L'article 14, alinéa 1er, des lois coordonnées sur le Conseil d'Etat offre à tous les intéressés la possibilité d'introduire un recours en annulation contre les actes et règlements des diverses autorités administratives '.
B.2.2. Les fonctionnaires qui sont au service d'une autorité administrative peuvent dès lors, pour autant qu'ils justifient de l'intérêt requis, introduire un recours en annulation auprès du Conseil d'Etat contre les actes administratifs de cette autorité.
Par contre, les fonctionnaires qui sont au service d'une assemblée législative jouissent de la protection de leurs droits subjectifs par le juge ordinaire, mais ne disposent d'aucune possibilité de demander l'annulation d'un acte administratif de cette assemblée.
Les fonctionnaires au service d'une autorité administrative et les fonctionnaires au service d'une assemblée législative - ou, comme en l'espèce, les candidats à un emploi auprès d'une telle assemblée - sont donc traités différemment en ce qui concerne les garanties juridictionnelles.

## Travail attendu
Rédigez la suite du passage sur les garanties juridictionnelles des fonctionnaires en commençant après sa dernière phrase.

## Lignes extraites
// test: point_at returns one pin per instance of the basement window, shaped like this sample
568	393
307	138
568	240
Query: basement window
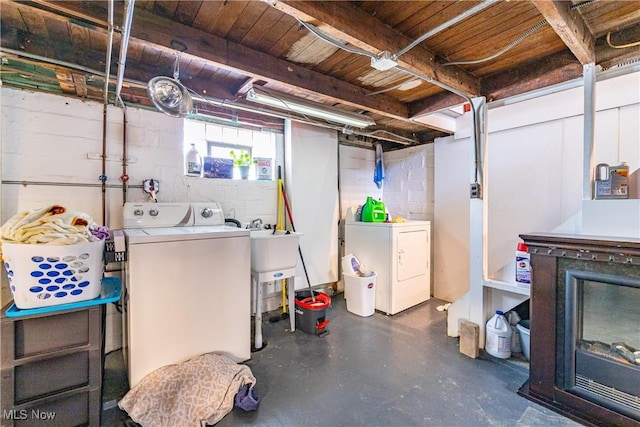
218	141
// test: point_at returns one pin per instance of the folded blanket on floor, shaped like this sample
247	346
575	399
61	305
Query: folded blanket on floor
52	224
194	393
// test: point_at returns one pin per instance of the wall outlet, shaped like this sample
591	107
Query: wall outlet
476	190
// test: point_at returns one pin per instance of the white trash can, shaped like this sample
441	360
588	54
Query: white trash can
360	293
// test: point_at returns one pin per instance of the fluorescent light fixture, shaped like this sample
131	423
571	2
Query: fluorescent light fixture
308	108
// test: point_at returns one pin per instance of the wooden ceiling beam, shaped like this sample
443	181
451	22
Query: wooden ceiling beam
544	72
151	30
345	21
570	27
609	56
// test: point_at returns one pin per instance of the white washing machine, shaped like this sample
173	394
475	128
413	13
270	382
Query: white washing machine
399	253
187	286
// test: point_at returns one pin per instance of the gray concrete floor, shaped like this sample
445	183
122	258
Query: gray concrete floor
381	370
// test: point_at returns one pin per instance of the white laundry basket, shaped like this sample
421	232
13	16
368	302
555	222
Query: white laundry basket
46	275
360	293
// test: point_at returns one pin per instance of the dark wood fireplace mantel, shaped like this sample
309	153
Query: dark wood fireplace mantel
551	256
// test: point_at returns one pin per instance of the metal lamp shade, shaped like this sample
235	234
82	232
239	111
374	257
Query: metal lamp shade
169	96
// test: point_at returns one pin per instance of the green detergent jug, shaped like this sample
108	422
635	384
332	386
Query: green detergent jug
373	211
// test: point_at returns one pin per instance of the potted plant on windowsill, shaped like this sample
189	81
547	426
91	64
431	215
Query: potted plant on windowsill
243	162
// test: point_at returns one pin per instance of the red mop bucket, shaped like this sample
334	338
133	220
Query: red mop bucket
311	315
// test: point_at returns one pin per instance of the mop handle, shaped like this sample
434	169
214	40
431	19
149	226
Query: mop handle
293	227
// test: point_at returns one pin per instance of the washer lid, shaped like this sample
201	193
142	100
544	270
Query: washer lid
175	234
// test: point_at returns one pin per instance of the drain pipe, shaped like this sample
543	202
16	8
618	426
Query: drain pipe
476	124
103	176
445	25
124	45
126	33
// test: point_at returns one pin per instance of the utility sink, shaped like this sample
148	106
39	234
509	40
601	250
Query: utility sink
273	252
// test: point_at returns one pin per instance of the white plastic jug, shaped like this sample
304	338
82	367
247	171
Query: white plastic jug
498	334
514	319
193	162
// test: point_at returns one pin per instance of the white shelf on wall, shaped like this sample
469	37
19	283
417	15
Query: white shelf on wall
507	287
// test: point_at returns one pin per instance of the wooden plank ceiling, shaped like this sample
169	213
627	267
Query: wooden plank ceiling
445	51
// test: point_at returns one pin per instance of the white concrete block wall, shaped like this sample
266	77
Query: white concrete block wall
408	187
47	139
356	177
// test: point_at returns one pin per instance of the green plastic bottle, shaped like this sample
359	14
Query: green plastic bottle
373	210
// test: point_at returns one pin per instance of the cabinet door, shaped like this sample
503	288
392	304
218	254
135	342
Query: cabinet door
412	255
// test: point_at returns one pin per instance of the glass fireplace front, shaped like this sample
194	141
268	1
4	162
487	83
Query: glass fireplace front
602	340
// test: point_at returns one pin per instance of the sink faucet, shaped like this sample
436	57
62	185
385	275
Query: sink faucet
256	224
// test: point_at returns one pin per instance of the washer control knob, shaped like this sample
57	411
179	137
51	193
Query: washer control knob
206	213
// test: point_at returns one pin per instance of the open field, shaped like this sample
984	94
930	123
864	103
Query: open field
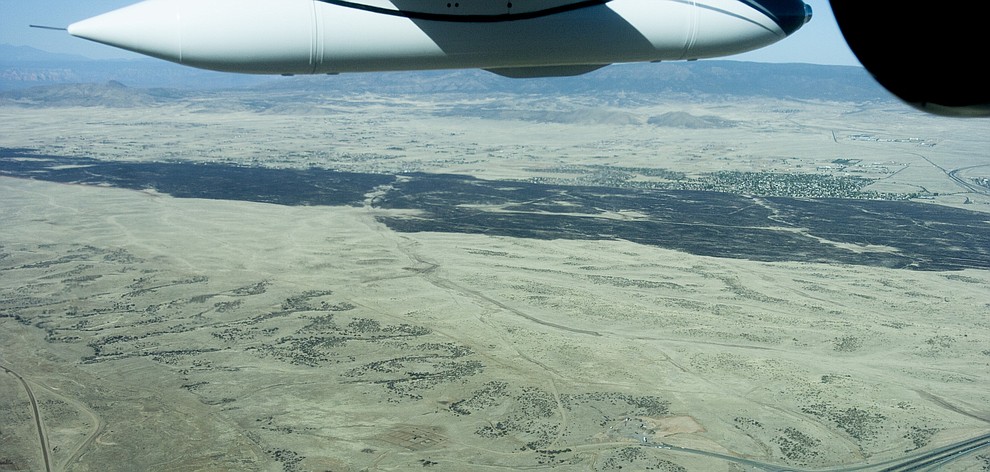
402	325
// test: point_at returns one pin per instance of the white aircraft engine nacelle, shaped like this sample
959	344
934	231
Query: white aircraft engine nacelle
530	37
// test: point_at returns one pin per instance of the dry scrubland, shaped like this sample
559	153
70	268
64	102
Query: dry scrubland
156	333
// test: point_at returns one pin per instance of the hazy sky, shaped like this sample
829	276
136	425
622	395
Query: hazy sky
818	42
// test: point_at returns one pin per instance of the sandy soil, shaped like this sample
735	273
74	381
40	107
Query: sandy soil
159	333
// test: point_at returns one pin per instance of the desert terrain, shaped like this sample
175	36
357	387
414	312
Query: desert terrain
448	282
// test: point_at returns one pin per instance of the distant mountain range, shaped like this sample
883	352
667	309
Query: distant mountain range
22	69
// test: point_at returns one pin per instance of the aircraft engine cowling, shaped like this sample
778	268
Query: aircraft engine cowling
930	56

---

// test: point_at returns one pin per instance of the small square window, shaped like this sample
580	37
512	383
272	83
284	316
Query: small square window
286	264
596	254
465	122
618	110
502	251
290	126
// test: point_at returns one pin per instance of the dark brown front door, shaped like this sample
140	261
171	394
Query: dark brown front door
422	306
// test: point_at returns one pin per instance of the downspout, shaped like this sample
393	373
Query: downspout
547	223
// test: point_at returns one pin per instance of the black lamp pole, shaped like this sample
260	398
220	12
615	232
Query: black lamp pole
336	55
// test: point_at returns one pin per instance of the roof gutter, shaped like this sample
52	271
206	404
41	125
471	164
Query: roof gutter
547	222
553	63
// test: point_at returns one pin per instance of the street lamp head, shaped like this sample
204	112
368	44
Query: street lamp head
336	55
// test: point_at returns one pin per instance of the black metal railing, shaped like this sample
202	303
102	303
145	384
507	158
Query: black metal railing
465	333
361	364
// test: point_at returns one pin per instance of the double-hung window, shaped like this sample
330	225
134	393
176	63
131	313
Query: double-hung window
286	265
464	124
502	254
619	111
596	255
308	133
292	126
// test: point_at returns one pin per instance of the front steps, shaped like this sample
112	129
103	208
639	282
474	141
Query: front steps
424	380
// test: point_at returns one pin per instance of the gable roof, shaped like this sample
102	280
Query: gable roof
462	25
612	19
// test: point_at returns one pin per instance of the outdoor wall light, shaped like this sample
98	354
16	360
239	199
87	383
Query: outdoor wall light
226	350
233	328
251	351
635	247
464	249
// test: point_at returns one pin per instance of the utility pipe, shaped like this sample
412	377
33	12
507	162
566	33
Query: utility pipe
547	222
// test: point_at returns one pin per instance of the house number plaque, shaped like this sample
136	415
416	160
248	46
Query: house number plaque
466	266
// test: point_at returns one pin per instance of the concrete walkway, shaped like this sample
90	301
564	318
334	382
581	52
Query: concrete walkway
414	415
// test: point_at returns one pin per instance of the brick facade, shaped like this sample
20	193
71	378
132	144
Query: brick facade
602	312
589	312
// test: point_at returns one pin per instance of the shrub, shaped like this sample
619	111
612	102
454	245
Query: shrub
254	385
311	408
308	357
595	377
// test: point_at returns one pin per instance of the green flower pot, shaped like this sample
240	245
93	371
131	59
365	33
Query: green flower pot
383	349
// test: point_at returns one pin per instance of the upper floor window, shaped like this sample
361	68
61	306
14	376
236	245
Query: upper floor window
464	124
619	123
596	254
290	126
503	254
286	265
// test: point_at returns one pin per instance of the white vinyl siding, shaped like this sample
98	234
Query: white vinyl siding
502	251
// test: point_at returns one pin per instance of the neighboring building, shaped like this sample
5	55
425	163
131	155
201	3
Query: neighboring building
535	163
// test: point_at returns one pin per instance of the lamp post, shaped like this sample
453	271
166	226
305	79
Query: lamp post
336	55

## Résultat obtenu
B.3. Les règles constitutionnelles de l'égalité et de la non-discrimination n'excluent pas qu'une différence de traitement soit établie entre des catégories de personnes, pour autant qu'elle repose sur un critère objectif et qu'elle soit raisonnablement justifiée.
L'existence d'une telle justification doit s'apprécier en tenant compte du but et des effets de la mesure critiquée ainsi que de la nature des principes en cause; le principe d'égalité est violé lorsqu'il est établi qu'il n'existe pas de rapport raisonnable de proportionnalité entre les moyens employés et le but visé.
B.4. Le caractère propre des assemblées législatives, qui sont élues et détentrices du résidu de la souveraineté, exige que leur indépendance soit totalement garantie.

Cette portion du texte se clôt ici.